**Passage for review:**

Out with the old monolithic applications! And in with the new container and microservice-based IT environments!

This shift to containers and microservices is a key component of the digital transformation and shift to an all encompassing digital experience that modern customers have grown to expect. But these seismic shifts have also presented a nearly impossible task for IT teams: achieve ceaseless innovation whilst maintaining an ever more complex infrastructure environment, one that tends to produce vast volumes of data. Oh and can you also ensure that these systems are continuously available?

Once a low-priority task, infrastructure monitoring is now imperative to maintaining system assurance and keeping up with the blinding pace of change.

In the good old days, IT teams could manually monitor infrastructures that changed over months and maybe years. Not so today. Modern application programming interfaces (APIs) that connect computers or programs are highly flexible leading to constant change in application and network topology. The increase in data production and shift to ephemeral machines has consequently rendered manual monitoring impossible for human operators.

So DevOps, SRE and IT operations teams must embrace change while minimizing and mitigating outages. And the secret sauce for making this happen is an effective artificial intelligence for IT operations (AIOps) platform.

AIOps tools use artificial intelligence (AI) and machine learning (ML) to streamline the monitoring of operational data from applications, cloud services, networks and infrastructures. The tool's algorithmic approach to root cause helps DevOps and SRE teams quickly identify and fix issues affecting the performance of an organization's apps and vital services.

Maintaining this uptime and reducing mean time to resolution (MMTR) is critically important in our digital economy where customers, partners and employees rely on seamlessly running systems. And downtime equals big dollars.

**Dataset content:**
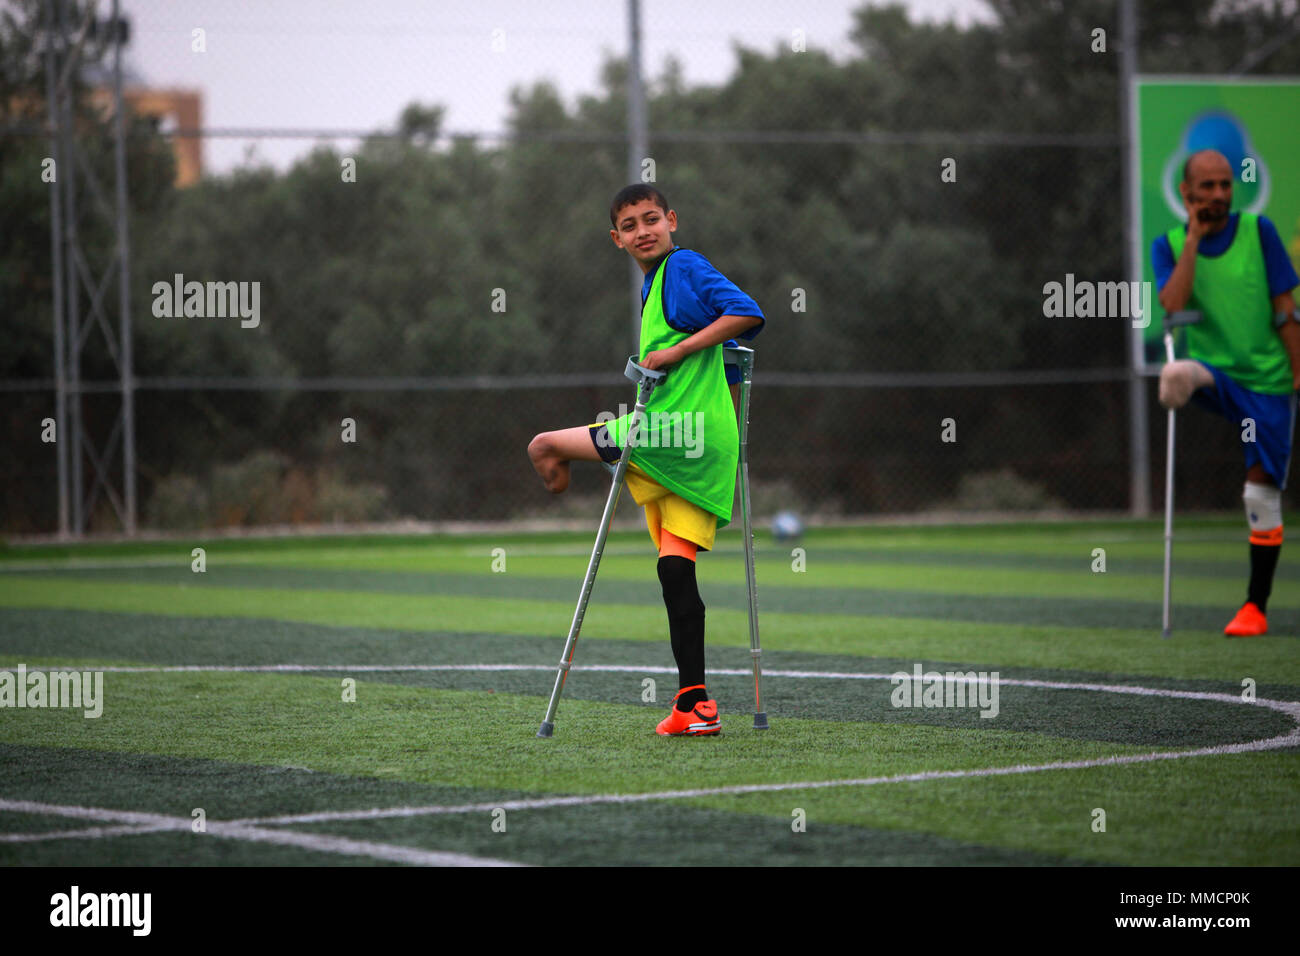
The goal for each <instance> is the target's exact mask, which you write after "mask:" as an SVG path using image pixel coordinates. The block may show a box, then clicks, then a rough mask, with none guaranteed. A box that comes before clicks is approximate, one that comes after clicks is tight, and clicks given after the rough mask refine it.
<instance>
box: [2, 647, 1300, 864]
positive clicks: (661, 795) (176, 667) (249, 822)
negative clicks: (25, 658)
mask: <svg viewBox="0 0 1300 956" xmlns="http://www.w3.org/2000/svg"><path fill="white" fill-rule="evenodd" d="M62 667H64V669H68V667H70V665H62ZM29 670H55V667H36V666H29ZM96 670H103V671H108V672H123V674H148V672H191V671H231V672H312V671H316V672H320V671H355V672H399V671H551V670H554V666H550V665H520V663H495V665H300V663H281V665H173V666H130V667H125V666H123V667H99V669H96ZM575 670H580V671H598V672H623V674H627V672H632V674H676V669H673V667H662V666H636V665H585V666H581V667H575ZM710 672H711V674H716V675H731V676H749V675H750V674H751V672H753V671H750V670H744V669H712V670H711V671H710ZM969 672H970V671H953V674H954V675H957V676H954V678H953V679H954V680H956V682H961V683H969V684H979V683H991V679H989V678H982V676H975V678H966V676H961V675H962V674H969ZM764 674H766V675H767V676H774V678H790V679H805V680H806V679H827V680H894V679H897V678H898V676H900V675H902V676H904V678H905V679H907V680H911V679H913V678H914V675H913V674H907V672H906V671H894V672H893V674H866V672H858V671H802V670H770V671H764ZM944 676H945V679H946V672H944ZM997 684H998V685H1002V684H1005V685H1010V687H1030V688H1040V689H1054V691H1092V692H1104V693H1130V695H1138V696H1144V697H1173V698H1182V700H1204V701H1214V702H1221V704H1238V705H1243V704H1249V705H1253V706H1262V708H1268V709H1270V710H1275V711H1279V713H1283V714H1286V715H1288V717H1290V718H1291V719H1292V721H1294V722H1295V724H1296V726H1295V727H1292V728H1291V731H1288V732H1287V734H1282V735H1279V736H1275V737H1269V739H1265V740H1252V741H1248V743H1240V744H1219V745H1214V747H1203V748H1199V749H1192V750H1160V752H1154V753H1141V754H1126V756H1113V757H1097V758H1092V760H1078V761H1058V762H1054V763H1037V765H1015V766H1002V767H982V769H974V770H927V771H922V773H915V774H896V775H892V777H866V778H850V779H839V780H802V782H790V783H751V784H735V786H728V787H702V788H695V790H672V791H656V792H649V793H597V795H582V796H560V797H538V799H530V800H507V801H497V803H480V804H455V805H433V806H393V808H376V809H368V810H331V812H321V813H304V814H290V816H282V817H259V818H247V819H235V821H229V822H225V823H209V825H208V826H209V832H213V827H235V829H248V827H252V829H256V827H260V826H278V825H291V823H324V822H335V821H356V819H383V818H394V817H422V816H435V814H461V813H490V812H493V810H497V809H503V810H529V809H533V810H536V809H550V808H559V806H589V805H595V804H637V803H649V801H654V800H689V799H694V797H706V796H731V795H740V793H772V792H783V791H793V790H826V788H832V787H874V786H880V784H889V783H915V782H923V780H941V779H963V778H978V777H1004V775H1011V774H1031V773H1043V771H1049V770H1083V769H1088V767H1101V766H1122V765H1127V763H1147V762H1152V761H1157V760H1183V758H1187V757H1216V756H1227V754H1234V753H1251V752H1260V750H1275V749H1284V748H1288V747H1300V701H1277V700H1268V698H1257V700H1255V701H1245V700H1243V698H1242V696H1239V695H1231V693H1217V692H1209V691H1174V689H1167V688H1153V687H1135V685H1130V684H1096V683H1067V682H1058V680H1022V679H1013V678H998V679H997ZM4 809H17V808H14V806H10V805H8V804H6V801H3V800H0V810H4ZM127 817H130V819H127ZM136 817H140V818H142V819H136ZM146 818H147V819H146ZM107 819H113V821H123V822H135V823H148V822H152V821H155V819H168V821H178V822H179V823H181V825H183V826H185V827H186V829H188V826H190V821H187V819H183V818H165V817H162V818H153V817H152V816H151V814H127V816H125V817H123V816H121V814H120V816H114V817H109V818H107ZM168 829H174V827H172V826H169V827H168ZM261 832H263V834H270V835H283V836H295V838H298V836H304V838H305V836H311V838H312V839H322V840H324V839H338V838H324V836H315V835H307V834H281V831H273V830H265V831H261ZM221 835H229V836H240V835H242V834H238V832H226V834H221ZM244 839H252V838H247V836H246V838H244ZM269 842H274V840H269ZM350 843H357V842H350ZM365 845H382V844H365ZM387 849H390V851H404V849H406V848H399V847H389V848H387ZM335 852H347V851H335ZM434 856H448V855H434ZM381 858H387V857H381ZM471 858H472V860H473V857H471ZM493 862H500V861H493ZM441 865H447V864H441ZM474 865H484V864H482V862H476V864H474Z"/></svg>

**Exercise set:**
1. Render this sentence from the passage about infrastructure monitoring in Spanish: "Once a low-priority task, infrastructure monitoring is now imperative to maintaining system assurance and keeping up with the blinding pace of change."
2. State whether each claim agrees with the passage about infrastructure monitoring, giving yes or no and quoting the words that decide it: (a) AIOps tools rely on artificial intelligence and machine learning to streamline monitoring. (b) Human operators can still monitor today's infrastructure manually. (c) Modern APIs are described as rigid and seldom changing.
3. Carry the passage about infrastructure monitoring forward from its final sentence.
The material has no connection to the passage about infrastructure monitoring.

**List of answers:**
1. Antes una tarea de baja prioridad, la monitorización de la infraestructura es ahora imprescindible para mantener la garantía del sistema y seguir el ritmo vertiginoso del cambio.

2.
(a) Yes: "AIOps tools use artificial intelligence (AI) and machine learning (ML) to streamline the monitoring of operational data"
(b) No: "has consequently rendered manual monitoring impossible for human operators"
(c) No: "are highly flexible leading to constant change in application and network topology"

3.
So, how do you choose the right AIOps tool to help improve system performance? And how do you identify a real AIOps tool?

Can the Real AIOps Please Stand Up?

Infrastructure monitoring has evolved with our evolving IT environments. While teams historically tried to predict system failures with lists of rules, AIOps is much more flexible and reliable. AIOps replaces rules with AI- and ML-based algorithms that infer the existence of issues and discover incidents that would have evaded rules.

This operational difference is critical. Rules-based legacy solutions can not handle today's complex and unpredictable issues. And they simply can not keep up with the massive amounts of data that modern IT environments pump out every day.

To implement a true AIOps platform and avoid deploying a monitoring tool masquerading as one, make sure you can answer "yes" to the following:

■ Does my AIOps solution automate anomaly detection?

■ Is it operational without definitions or a list of dependencies?

■ Does the vendor do its own data science? How many patents do they have?

■ Does the system operate under changing conditions like shifting data formats, dependencies and applications?

■ Does the solution cover all observability data?

■ Can end-users run the system?

Why is Real AIOps Beneficial?

The advantages of AIOps are likely apparent to those struggling to monitor modern application infrastructures to increase uptime for consumers who expect on-demand digital products and services. Here are specifics around what IT teams should expect, especially from newer providers that offer more innovative cloud and Saas solutions:

Decreased downtime: AIOps tools catch incidents as they occur and can even predict service-impact incidents before they affect businesses. With these tools, teams can slash the amount of downtime in applications by at least half.

Automated cognitive load: Alert noise and false alarms pull teams away from their tasks and kill productivity. AIOps tools can reduce false alerts by 99%.

Reduced cost of ownership: Rules-based systems require constant alterations in monitoring system configurations. AIOps, on the other hand, can handle continuous change.

We live in a digital economy where the digital experience defines the customer experience. And businesses simply cannot afford extended downtime. Modern IT teams need modern AIOps solutions to help avoid outages, improve responsiveness and ensure top performance of apps and services.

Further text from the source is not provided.